### [WHAT IS ASKED]
Render every line of the records below as a numbered list, omitting any blank lines.

### [Rows from a dataset]
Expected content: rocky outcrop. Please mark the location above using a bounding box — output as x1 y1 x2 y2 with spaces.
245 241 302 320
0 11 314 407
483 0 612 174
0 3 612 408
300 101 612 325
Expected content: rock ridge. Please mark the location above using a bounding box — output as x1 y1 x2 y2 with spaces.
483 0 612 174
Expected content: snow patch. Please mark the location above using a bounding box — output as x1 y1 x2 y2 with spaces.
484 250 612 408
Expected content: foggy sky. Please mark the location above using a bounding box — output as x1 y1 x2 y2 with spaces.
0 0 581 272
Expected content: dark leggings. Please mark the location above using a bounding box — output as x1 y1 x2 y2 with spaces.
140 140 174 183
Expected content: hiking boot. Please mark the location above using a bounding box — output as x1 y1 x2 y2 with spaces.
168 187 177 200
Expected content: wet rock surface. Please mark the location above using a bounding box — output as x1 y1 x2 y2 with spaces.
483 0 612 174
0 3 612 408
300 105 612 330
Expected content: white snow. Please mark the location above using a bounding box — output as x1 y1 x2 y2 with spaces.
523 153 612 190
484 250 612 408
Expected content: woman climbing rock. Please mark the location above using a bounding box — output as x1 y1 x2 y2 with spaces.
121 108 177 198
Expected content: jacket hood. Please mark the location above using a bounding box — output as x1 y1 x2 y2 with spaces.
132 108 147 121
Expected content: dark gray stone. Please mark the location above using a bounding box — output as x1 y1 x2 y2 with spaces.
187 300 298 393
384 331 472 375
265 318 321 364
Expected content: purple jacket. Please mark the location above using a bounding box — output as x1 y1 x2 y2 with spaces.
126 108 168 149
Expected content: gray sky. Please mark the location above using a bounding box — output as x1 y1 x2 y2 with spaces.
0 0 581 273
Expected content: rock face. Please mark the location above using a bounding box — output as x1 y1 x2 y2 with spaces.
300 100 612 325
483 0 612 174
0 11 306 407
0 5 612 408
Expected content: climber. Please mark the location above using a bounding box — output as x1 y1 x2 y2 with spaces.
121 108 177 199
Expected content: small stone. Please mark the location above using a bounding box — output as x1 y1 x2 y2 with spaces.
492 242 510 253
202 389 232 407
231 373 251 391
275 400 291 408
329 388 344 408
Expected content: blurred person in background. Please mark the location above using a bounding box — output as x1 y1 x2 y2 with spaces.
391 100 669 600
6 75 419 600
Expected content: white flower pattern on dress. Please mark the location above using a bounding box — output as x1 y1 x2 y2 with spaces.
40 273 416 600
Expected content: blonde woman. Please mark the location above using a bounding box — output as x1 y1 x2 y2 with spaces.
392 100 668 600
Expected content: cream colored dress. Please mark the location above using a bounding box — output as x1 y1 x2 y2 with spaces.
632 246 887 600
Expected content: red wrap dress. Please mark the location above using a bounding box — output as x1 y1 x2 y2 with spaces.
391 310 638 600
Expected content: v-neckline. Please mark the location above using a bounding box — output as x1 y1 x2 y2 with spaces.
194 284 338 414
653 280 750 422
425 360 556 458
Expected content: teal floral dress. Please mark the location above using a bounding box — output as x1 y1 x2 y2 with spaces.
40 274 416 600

### [RESULT]
1. Expected content: rocky outcrop. Please mark the location above using a bounding box — output as x1 y1 x2 y2 with spaces.
2. 245 241 302 320
3. 0 11 314 407
4. 483 0 612 174
5. 0 3 612 408
6. 300 101 612 325
7. Expected content: rock ridge. Please mark the location above using a bounding box — output as x1 y1 x2 y2 with spaces.
8. 483 0 612 174
9. Expected content: snow patch. Please mark the location above using a bounding box — output as x1 y1 x2 y2 with spaces.
10. 484 250 612 408
11. Expected content: foggy sky. Please mark the location above using a bounding box — output as x1 y1 x2 y2 with spaces.
12. 0 0 581 272
13. Expected content: dark leggings. Please mark the location above using a bounding box — output as x1 y1 x2 y2 with spaces.
14. 140 140 174 183
15. Expected content: hiking boot. Please mark the location above using a bounding box — output as x1 y1 x2 y2 with spaces.
16. 168 187 177 200
17. Expected content: wet rock surface. Please mark the location above using a bounding box — output as x1 y1 x2 y2 with spaces.
18. 483 0 612 174
19. 0 3 612 408
20. 300 105 612 330
21. Expected content: white snow. Please mark the location above using a bounding box — output as x1 y1 x2 y2 with spaces.
22. 523 153 612 190
23. 484 250 612 408
24. Expected content: woman climbing rock. Please mark the location above using a bounding box — output as x1 y1 x2 y2 with spaces.
25. 121 108 177 198
26. Expected content: jacket hood. Please mark the location above using a bounding box — output as x1 y1 x2 y2 with spaces.
27. 132 108 147 121
28. Expected content: dark gray stone. Please mark the location above using a bounding box — output as x1 y1 x2 y2 with spaces.
29. 187 300 298 393
30. 384 331 472 375
31. 265 318 321 364
32. Expected content: purple jacket. Please mark the location above using a bounding box — output as x1 y1 x2 y2 with spaces.
33. 126 108 168 149
34. Expected content: gray sky. Please mark the location above using a bounding box — output as x1 y1 x2 y2 with spaces.
35. 0 0 581 273
36. Expected content: rock face. Please mark the location above using a bounding box — output as x1 y1 x2 y2 with spaces.
37. 300 100 612 325
38. 483 0 612 174
39. 0 11 306 407
40. 0 5 612 408
41. Expected content: climber. Please mark the location above using a bounding box — output as x1 y1 x2 y2 with spaces.
42. 121 108 177 199
43. Expected content: small stone. Please mark the location above using a bounding box — output as x1 y1 x2 y2 with spaces.
44. 492 242 510 253
45. 202 389 232 407
46. 231 373 251 391
47. 275 400 291 408
48. 329 388 344 408
49. Expected content: blurred person in background. Please mark the location above using a bounding box — output as x1 y1 x2 y2 with spaces.
50. 391 100 669 600
51. 6 75 419 600
52. Expected content: white flower pattern on dress. Please mark the location above using a bounding box — output as x1 y1 x2 y2 with spaces.
53. 40 273 416 600
54. Expected content: blonde woman. Please mark the location above using a bounding box — output as x1 y1 x2 y2 with spaces.
55. 392 100 668 600
56. Expected content: cream colored dress. Please mark the location above using a bounding box — output as x1 y1 x2 y2 with spaces.
57. 632 246 887 600
58. Expected content: red wrap dress. Please mark the location above using a bounding box — output as x1 y1 x2 y2 with spaces.
59. 391 310 638 600
60. Expected content: v-neckline. Please mark the location above using a bounding box — output as x1 y1 x2 y2 with spaces.
61. 194 284 338 414
62. 653 280 750 422
63. 425 360 556 458
64. Expected content: teal floral dress. Please mark the location above using a bounding box — output as x1 y1 x2 y2 with spaces.
65. 40 274 416 600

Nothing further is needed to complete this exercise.